*TEXTO FUENTE:*

========

Qué difícil es hablar el español,
porque todo lo que dices tiene otra definición.
Qué difícil entender el español,
si lo aprendes, no te muevas de región.
Canción “Qué difícil es hablar el español”,
de Juan Andrés y Nicolás Ospina, 2014.
Hace unos días le platicaba a mi librero de cabecera el incidente lingüístico que tuve con la colega que habla en dialecto incluyente. Me asombraba yo de esas frases incomprensibles integradas por sustantivos y adjetivos que los hablantes (y sobre todo las hablantes) vuelven “neutros” para no herir la susceptibilidad a flor de piel de algunas personas, lo que hace que para un lego aquello suene como un mensaje de Hermes Trismegisto: oscuro, enigmático e impenetrable.
Viendo
mi preocupación, este señor me sugirió la lectura del libro «Manual del español
incorrecto», del escritor mexicano Adrián Chávez (2024), un joven lingüista de
mucho éxito en las redes sociales. He de confesar que su lectura sí que me hizo
sensible a nuevas perspectivas.

Se trata de un libro de divulgación breve, divertido, que examina algunos de los mitos de la incorrección lingüística del español, sobre todo el oral, desde varias perspectivas: normativa, geográfica, cultural, estética y de poder. A través de sus ejemplos muestra con argumentos apoyados en investigaciones filológicas que no existe eso del “español incorrecto” y si, en cambio, muchos españoles en una amplia variedad de contextos socio-culturales que son tan válidos y eficientes para comunicar como la versión normativa que defienden las academias de la lengua. El paradigma que busca cambiar es la idea de que solo hay una forma correcta de hablar y escribir el español, confundiendo la lengua normada (asumida como superior) con la lengua en su totalidad, la cual abarca en realidad todas sus manifestaciones, no solo la considerada estándar, sino también las variantes geográficas y socio-culturales.

========

*REGISTROS GUARDADOS:*
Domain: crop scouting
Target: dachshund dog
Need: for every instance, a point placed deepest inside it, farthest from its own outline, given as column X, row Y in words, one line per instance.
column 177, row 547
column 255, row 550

========

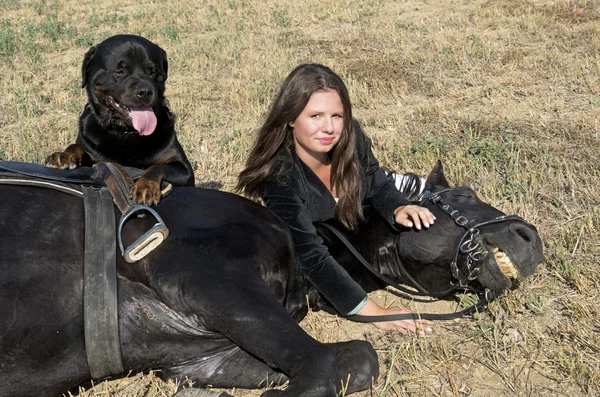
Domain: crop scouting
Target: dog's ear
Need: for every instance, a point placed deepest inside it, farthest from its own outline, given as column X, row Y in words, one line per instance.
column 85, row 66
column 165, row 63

========

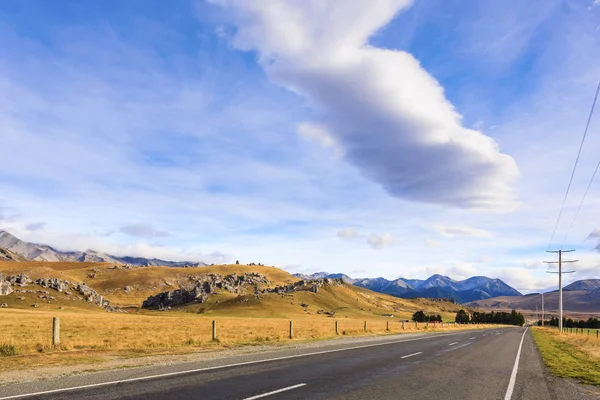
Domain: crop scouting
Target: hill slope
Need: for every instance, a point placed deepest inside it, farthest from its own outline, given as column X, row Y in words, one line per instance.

========

*LISTA DE TAREAS:*
[A] Responde con lo que dice el texto sobre el «Manual del español incorrecto»:
(i) ¿Quién sugirió la lectura del libro?
(ii) ¿En qué año se publicó el libro de Adrián Chávez?
(iii) ¿Desde qué perspectivas examina el libro los mitos de la incorrección lingüística?
[B] Resume en dos oraciones el texto sobre el «Manual del español incorrecto».
[C] Retoma el texto sobre el «Manual del español incorrecto» después de su última oración y continúalo.

*RESPUESTAS DEL EJERCICIO:*
[A]
(i) El librero de cabecera de quien escribe.
(ii) En 2024.
(iii) Desde las perspectivas normativa, geográfica, cultural, estética y de poder.

[B] Tras un incidente lingüístico con una colega que habla en dialecto incluyente, quien escribe recibió de su librero la recomendación de leer «Manual del español incorrecto», de Adrián Chávez, y esa lectura le hizo sensible a nuevas perspectivas. Es un libro de divulgación breve y divertido que, con argumentos apoyados en investigaciones filológicas, muestra que no existe un español incorrecto sino muchos españoles tan válidos como la versión normativa, y busca cambiar la idea de que solo hay una forma correcta de hablar y escribir el español.

[C]
Eso
fue un gancho al hígado a mi paradigma de la unicidad del español bien
hablado y escrito, inculcado y machacado desde la primaria por todos los
profesores que me han dado alguna clase de español (en ese entonces, de “lengua
nacional”), por una abuela muy purista y luego por todo docente al que tuve que
escribirle una tarea. Para cuando llegué a la carrera se había cumplido la
meta de tener un español obediente de las normas del bien decir/escribir en el contexto académico. A
medio camino, el paso por el Liceo Franco Mexicano me trajo las mismas
exigencias e intransigencias de los profesores que me enseñaron a tener un francés
“depurado”, comme il faut ! O sea que me tocó doble ración de la
misma sopa normativa, solo que con distinto sazón.
De
esta lectura salen varias cosas interesantes: primero, que las lenguas cambian en
el tiempo (más de lo que quisieran los señores de la RAE), a veces con mucha
rapidez, y que de esos cambios brotan variantes naturales; que la lengua sigue
su propio curso y en él ni todo está bien ni todo está mal, sino que hay
diferencias y usos alternativos a una propuesta estándar que no tiene por qué
ser ni única ni la mejor; el reconocimiento de las variantes lingüísticas y de la
necesidad de adaptarse cuando se usan en sus ámbitos propios (como cuando mi colega solo habla dialecto incluyente).
Es
pues un libro de y para nuestro tiempo, que defiende el reconocimiento a la
otredad lingüística frente al normativismo académico; una defensa de la
diferencia que vemos ocurrir en las demás esferas
de la sociedad contemporánea. Ser diferente y alternativo es lo de hoy.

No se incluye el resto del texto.